■ **ASSIGNMENT**
Word for word, reproduce every line of the data below.

■ **Records excerpted from a collection**
┏━━
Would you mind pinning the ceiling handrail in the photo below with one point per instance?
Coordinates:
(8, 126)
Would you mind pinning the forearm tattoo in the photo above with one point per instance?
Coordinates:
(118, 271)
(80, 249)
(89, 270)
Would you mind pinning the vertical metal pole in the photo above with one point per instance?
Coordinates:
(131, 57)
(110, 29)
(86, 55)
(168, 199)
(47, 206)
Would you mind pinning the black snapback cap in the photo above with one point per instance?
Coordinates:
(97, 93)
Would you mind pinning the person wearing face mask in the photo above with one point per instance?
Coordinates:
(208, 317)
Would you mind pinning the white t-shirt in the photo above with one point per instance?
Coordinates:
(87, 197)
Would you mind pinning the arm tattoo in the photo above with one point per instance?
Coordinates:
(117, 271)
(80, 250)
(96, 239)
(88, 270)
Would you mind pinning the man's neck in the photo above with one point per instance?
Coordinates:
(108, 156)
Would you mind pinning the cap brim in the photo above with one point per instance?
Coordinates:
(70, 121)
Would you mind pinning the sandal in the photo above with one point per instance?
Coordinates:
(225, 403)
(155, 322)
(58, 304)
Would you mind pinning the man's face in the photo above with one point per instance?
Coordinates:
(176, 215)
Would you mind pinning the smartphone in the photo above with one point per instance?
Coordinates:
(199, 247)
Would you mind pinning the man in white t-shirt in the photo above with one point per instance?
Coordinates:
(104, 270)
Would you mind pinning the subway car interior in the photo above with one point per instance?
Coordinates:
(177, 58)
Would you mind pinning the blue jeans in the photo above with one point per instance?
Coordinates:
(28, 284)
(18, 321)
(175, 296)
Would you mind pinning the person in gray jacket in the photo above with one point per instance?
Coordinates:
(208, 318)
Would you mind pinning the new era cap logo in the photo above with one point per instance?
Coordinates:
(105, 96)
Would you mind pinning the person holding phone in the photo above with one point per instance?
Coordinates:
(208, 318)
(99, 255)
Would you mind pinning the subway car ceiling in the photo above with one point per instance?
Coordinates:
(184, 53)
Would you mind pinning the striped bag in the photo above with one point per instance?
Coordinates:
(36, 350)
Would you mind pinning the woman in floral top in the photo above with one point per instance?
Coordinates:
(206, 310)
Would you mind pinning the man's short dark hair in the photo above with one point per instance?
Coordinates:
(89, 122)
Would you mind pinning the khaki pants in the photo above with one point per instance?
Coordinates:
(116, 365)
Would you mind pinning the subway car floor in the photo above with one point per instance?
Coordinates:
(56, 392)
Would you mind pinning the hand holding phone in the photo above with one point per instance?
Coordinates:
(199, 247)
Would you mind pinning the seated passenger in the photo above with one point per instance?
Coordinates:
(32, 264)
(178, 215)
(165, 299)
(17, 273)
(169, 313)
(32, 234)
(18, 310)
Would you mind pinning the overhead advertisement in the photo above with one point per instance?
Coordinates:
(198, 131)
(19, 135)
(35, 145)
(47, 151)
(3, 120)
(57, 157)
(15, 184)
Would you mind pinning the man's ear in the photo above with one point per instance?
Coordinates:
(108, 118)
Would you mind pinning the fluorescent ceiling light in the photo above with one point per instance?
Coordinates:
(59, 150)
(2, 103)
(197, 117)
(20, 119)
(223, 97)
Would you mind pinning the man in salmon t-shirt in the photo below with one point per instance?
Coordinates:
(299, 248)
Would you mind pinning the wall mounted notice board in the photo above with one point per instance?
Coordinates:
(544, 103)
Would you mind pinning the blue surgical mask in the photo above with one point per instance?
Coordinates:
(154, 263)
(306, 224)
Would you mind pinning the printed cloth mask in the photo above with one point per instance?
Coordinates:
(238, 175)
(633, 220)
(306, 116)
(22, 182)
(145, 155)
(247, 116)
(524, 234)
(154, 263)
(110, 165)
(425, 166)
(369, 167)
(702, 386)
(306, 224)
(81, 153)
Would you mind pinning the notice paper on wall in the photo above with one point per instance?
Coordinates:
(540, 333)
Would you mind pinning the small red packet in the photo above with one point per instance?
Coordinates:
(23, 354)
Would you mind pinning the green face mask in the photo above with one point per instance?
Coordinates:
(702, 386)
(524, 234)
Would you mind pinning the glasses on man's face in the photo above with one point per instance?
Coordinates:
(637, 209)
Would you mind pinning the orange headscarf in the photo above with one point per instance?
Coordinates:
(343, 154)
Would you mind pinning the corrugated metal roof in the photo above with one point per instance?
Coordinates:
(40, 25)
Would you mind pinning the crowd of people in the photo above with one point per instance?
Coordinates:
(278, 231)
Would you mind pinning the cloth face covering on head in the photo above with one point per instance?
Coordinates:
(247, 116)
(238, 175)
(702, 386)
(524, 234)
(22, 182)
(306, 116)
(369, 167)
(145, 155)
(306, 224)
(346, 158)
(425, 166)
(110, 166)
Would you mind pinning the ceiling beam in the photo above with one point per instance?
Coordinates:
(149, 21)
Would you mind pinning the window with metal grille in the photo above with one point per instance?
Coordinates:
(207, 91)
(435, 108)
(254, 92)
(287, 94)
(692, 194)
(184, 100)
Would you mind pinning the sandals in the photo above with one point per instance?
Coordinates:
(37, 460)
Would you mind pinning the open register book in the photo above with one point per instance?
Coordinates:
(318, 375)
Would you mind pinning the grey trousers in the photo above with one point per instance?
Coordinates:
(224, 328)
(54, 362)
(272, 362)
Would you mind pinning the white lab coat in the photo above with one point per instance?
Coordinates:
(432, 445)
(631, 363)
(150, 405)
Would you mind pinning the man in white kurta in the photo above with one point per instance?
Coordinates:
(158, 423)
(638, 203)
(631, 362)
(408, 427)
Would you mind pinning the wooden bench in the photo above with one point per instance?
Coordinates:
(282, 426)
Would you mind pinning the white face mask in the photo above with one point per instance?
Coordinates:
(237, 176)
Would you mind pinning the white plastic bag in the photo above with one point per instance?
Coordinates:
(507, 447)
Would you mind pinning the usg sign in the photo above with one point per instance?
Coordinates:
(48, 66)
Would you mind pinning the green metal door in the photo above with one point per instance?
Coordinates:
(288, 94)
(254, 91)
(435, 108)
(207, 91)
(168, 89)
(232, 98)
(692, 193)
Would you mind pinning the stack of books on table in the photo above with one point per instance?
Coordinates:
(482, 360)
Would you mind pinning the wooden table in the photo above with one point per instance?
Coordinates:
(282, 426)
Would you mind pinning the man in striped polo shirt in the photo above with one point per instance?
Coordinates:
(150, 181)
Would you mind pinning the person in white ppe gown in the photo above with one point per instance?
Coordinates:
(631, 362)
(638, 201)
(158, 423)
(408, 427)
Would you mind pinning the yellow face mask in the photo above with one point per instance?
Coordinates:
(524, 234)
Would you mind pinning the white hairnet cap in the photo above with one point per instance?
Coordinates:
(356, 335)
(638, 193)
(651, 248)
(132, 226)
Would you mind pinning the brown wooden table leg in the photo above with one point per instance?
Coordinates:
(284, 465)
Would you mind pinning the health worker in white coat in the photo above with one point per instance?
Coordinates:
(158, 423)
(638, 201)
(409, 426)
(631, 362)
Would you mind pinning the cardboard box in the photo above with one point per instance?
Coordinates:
┗━━
■ **OUTPUT FOR THIS EXERCISE**
Would you mind pinning the ceiling handrail in the photo below with one point per instance?
Coordinates:
(8, 126)
Would you mind pinning the forearm tattoo in the photo above with one point per instance?
Coordinates:
(118, 271)
(80, 249)
(89, 270)
Would you mind pinning the vertical metal pole in the photo above with one point per instance?
Coordinates:
(131, 57)
(110, 29)
(86, 55)
(168, 199)
(47, 206)
Would you mind pinning the black snapback cap in the photo above with one point per instance?
Coordinates:
(97, 93)
Would you mind pinning the person wearing face mask in the photo above with one point per instance?
Coordinates:
(208, 317)
Would you mind pinning the white t-shirt in the photo above with one point per instance?
Coordinates:
(87, 197)
Would you mind pinning the arm tattoo in the photo above with one point per instance?
Coordinates:
(117, 271)
(80, 250)
(96, 239)
(88, 270)
Would you mind pinning the man's neck in the photo above with one point per instance?
Coordinates:
(108, 156)
Would you mind pinning the cap brim in the photo above with one point per instance?
Coordinates:
(70, 121)
Would you mind pinning the sandal in the photo above with one point per instance?
Coordinates:
(225, 403)
(155, 322)
(58, 304)
Would you mind pinning the man's face in the photo above with one point per instance?
Coordinates:
(176, 215)
Would you mind pinning the smartphone in the photo above with one point per instance?
Coordinates:
(199, 247)
Would you mind pinning the man in white t-shirt in the photo above with one point per instance?
Coordinates:
(104, 270)
Would you mind pinning the subway car interior in the photo above with one point per instance?
Coordinates:
(177, 58)
Would you mind pinning the blue jeans in the photo above with one point per instance?
Coordinates:
(28, 284)
(18, 321)
(175, 296)
Would you mind pinning the person in gray jacket in the photo above with one point per instance?
Coordinates:
(208, 318)
Would you mind pinning the new era cap logo in the photo above with one point per instance?
Coordinates:
(105, 96)
Would you mind pinning the person holding phone in the photo above with one point per instance?
Coordinates:
(208, 318)
(99, 255)
Would you mind pinning the subway car ceiling in the photo above with one point per instance?
Coordinates:
(184, 53)
Would you mind pinning the striped bag in the photo above with one point per instance?
Coordinates:
(36, 350)
Would you mind pinning the woman in floral top in the photo above with one point per instance?
Coordinates:
(206, 310)
Would you mind pinning the man's short dark hair in the photo above with one point per instance?
Coordinates:
(89, 122)
Would you mind pinning the khaki pants in the photo above with one point per instance?
Coordinates:
(116, 365)
Would you mind pinning the subway car floor in the photo above with one point per instance?
Coordinates:
(56, 392)
Would you mind pinning the hand holding phone in the photo above with one point per instance?
Coordinates:
(199, 247)
Would you mind pinning the seated passenger in the photo above with one point per instance?
Coordinates:
(32, 264)
(178, 215)
(165, 299)
(17, 273)
(169, 313)
(32, 234)
(18, 310)
Would you mind pinning the overhead advertisement in the photo above with one point per instance?
Coordinates:
(198, 131)
(19, 135)
(35, 145)
(47, 151)
(3, 120)
(57, 157)
(15, 184)
Would you mind pinning the man's ear in the photo above with one point per instance?
Coordinates:
(108, 118)
Would you mind pinning the fluorescent ceiling light in the photo above with one point per instance?
Coordinates:
(59, 150)
(2, 103)
(197, 117)
(20, 119)
(223, 97)
Would you mind pinning the man in salmon t-shirt in the photo below with one point per instance?
Coordinates:
(299, 248)
Would you mind pinning the wall mounted notice board in the photo above with one point per instance?
Coordinates:
(544, 103)
Would you mind pinning the blue surgical mask in the photo above with one point per instance?
Coordinates:
(154, 263)
(306, 224)
Would you mind pinning the printed cloth mask in the photo above with one point per instance?
Coordinates:
(238, 175)
(633, 220)
(306, 116)
(22, 182)
(145, 155)
(247, 116)
(524, 234)
(154, 263)
(110, 165)
(425, 166)
(369, 167)
(702, 386)
(306, 224)
(81, 153)
Would you mind pinning the notice paper on wall in the photo above with one point per instance?
Coordinates:
(540, 333)
Would you mind pinning the small red packet in the photo above with one point per instance?
Coordinates:
(23, 354)
Would you mind pinning the green face mask in the photo above with one point per instance?
Coordinates:
(702, 386)
(524, 234)
Would you mind pinning the glasses on man's face in the photo above with one point per instance?
Coordinates:
(637, 209)
Would you mind pinning the orange headscarf in the photo above with one point per instance?
Coordinates:
(343, 154)
Would you mind pinning the corrugated metal roof in the photo above with one point per instance?
Coordinates:
(40, 25)
Would you mind pinning the crowd of people in the photo above with one point per instance?
Coordinates:
(278, 231)
Would you mind pinning the cloth face covering on head in the photo above with one point per instance?
Coordinates:
(247, 116)
(238, 175)
(702, 386)
(524, 234)
(22, 182)
(306, 116)
(369, 167)
(145, 155)
(306, 224)
(346, 158)
(425, 166)
(110, 166)
Would you mind pinning the ceiling beam in the photo above with one point per instance?
Coordinates:
(149, 21)
Would you mind pinning the window with metal grille in the photo above with one point per instance?
Coordinates:
(207, 91)
(435, 108)
(254, 92)
(287, 94)
(692, 194)
(184, 100)
Would you mind pinning the sandals in the photo above with one point per instance?
Coordinates:
(37, 460)
Would you mind pinning the open register book in the photo above with one point per instance?
Coordinates:
(318, 375)
Would you mind pinning the grey trousers in the photo above with one point per instance?
Coordinates:
(224, 328)
(54, 362)
(272, 362)
Would you mind pinning the white lab coat in the photo above with one point per instance?
Coordinates:
(432, 445)
(631, 363)
(150, 405)
Would you mind pinning the man in white kurta in the photo above with one point per instance?
Coordinates:
(158, 423)
(638, 203)
(631, 362)
(408, 427)
Would you mind pinning the wooden bench in the photo above with one point per instance?
Coordinates:
(282, 426)
Would you mind pinning the white face mask in the photo above with one point per instance?
Coordinates:
(237, 176)
Would you mind pinning the white plastic bag in the photo above with one point per instance?
Coordinates:
(507, 447)
Would you mind pinning the usg sign in the photo above with one point per instance?
Coordinates:
(48, 66)
Would you mind pinning the green metal door in the photo above with one point per instance?
Coordinates:
(288, 94)
(254, 91)
(435, 108)
(207, 91)
(168, 89)
(232, 98)
(692, 193)
Would you mind pinning the stack of books on table in the photo above with one point per instance?
Coordinates:
(482, 360)
Would you mind pinning the wooden table in the photo above with one point per instance?
Coordinates:
(282, 426)
Would you mind pinning the man in striped polo shirt in the photo above with one point per instance?
Coordinates:
(150, 181)
Would you mind pinning the person in white ppe gown in the photo above with one point per instance?
Coordinates:
(631, 362)
(638, 201)
(158, 423)
(408, 427)
Would you mind pinning the yellow face mask in the photo above with one point per instance?
Coordinates:
(524, 234)
Would you mind pinning the white hairnet cap in the photo above with one point per instance?
Coordinates:
(356, 335)
(638, 193)
(651, 248)
(132, 226)
Would you mind pinning the brown wooden table leg in the photo above with one point per instance?
Coordinates:
(284, 465)
Would you mind pinning the health worker in white coat in the photo above with one point per instance?
Coordinates:
(158, 423)
(638, 201)
(409, 426)
(631, 362)
Would you mind pinning the cardboard box in the photo above with one point per instance?
Coordinates:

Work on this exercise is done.